> [Trecho do documento]:
☆ ☆ ☆
Nesse mês, o Conselho Federal de Medicina aprovou uma resolução que restringe o acesso de jovens trans a bloqueadores hormonais e à terapia hormonal cruzada. O que motivou essa decisão, em seu ponto de vista? Faz parte da tentativa desse genocídio mais eufêmico, menos direto. Porque, quando você nega acesso ao direito à saúde, você traz o suicídio, a automedicação e uma série de problemas de saúde. A decisão do CFM nega a existência natural de pessoas trans ao dizer que a transexualidade só pode ser considerada a partir de determinada idade — como se pessoas trans fossem pokémons que saem de pokebolas e se transformam aos 18 anos de idade. Querem reforçar essa ideia de abstração, de não naturalidade.
☆ ☆ ☆
> [Extratos de dados]:
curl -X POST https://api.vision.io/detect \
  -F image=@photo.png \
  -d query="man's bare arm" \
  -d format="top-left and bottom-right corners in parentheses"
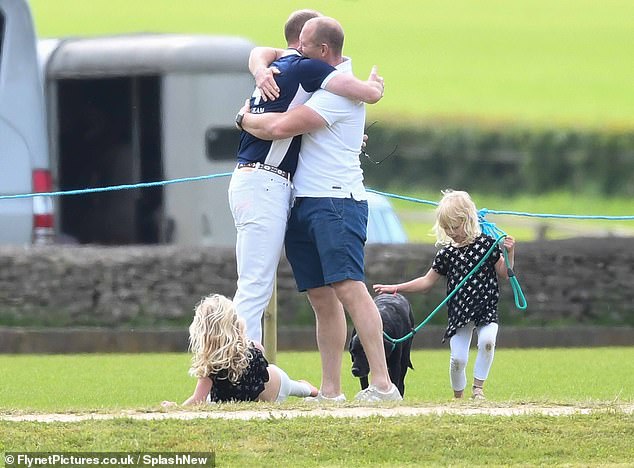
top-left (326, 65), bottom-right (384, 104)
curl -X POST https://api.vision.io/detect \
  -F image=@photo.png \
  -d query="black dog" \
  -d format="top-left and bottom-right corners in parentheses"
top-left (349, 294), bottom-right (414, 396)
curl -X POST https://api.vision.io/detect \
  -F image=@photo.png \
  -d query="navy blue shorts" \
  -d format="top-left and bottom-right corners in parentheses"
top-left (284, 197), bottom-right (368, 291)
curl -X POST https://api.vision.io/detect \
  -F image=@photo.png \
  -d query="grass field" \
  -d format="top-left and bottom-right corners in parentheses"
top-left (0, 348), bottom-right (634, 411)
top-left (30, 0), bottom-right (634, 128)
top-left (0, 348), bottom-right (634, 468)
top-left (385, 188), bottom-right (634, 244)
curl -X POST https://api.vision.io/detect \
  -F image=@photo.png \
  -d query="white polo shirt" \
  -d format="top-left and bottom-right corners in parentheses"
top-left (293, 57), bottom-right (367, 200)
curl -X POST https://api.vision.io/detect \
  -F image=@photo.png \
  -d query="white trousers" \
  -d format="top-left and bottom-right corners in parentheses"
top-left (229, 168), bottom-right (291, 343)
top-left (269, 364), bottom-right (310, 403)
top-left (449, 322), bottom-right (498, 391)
☆ ☆ ☆
> [Lista de exercícios]:
**a)** No trecho sobre a resolução do CFM, por que negar acesso ao direito à saúde é apresentado como parte de um "genocídio mais eufêmico, menos direto"? Responda em uma a três frases.
**b)** Dê continuidade ao trecho sobre a resolução do CFM, começando logo após a última frase.

> [Respostas por tarefa]:
**a)** Porque, quando se nega acesso ao direito à saúde, isso traz o suicídio, a automedicação e uma série de problemas de saúde. Assim, mesmo sem ser direta, a restrição produz danos graves às pessoas trans.

**b)**
No último Carnaval, a senhora desfilou na Paraíso do Tuiuti com uma faixa presidencial. Um dia será possível uma pessoa trans ocupar um cargo como esse no Brasil? A senhora tem essa ambição pessoalmente? Eu acho que um dia será possível, sim. Talvez demore para que isso aconteça, diante dessa toada. O fato de eu ser usada como bode expiatório para a construção de um pânico moral — e de um caos moral na sociedade — também está diretamente ligado aos avanços históricos e estruturais importantes que nós viemos construindo por aqui. Eu usei uma faixa presidencial, mas grande parte da minha comunidade me chama de presidente nas redes sociais, nas ruas, nos atos públicos dos quais eu participo. Isso soa como algo ameaçador à extrema-direita. Ainda que eles olhem com desprezo e deboche, como fazem muitas vezes, no fundo, nos seus íntimos, isso os amedronta. Essa é minha ambição pessoal? Não é. O Congresso Nacional é nefasto, é cruel, é perverso. O povo brasileiro precisa aprender a votar. Nós precisamos renovar a cara do Congresso Nacional para chegar nesse lugar. Mas é lindo ver uma comunidade que vive às margens da sociedade projetar um futuro no cargo mais alto do nosso país. Nós estamos preparando o Brasil — e o mundo — para nos verem em outros lugares, e a resposta dos covardes e dos canalhas à nossa existência é exatamente essa. Nos querem negar o nome, nos querem negar a saúde, mas não vão nos parar.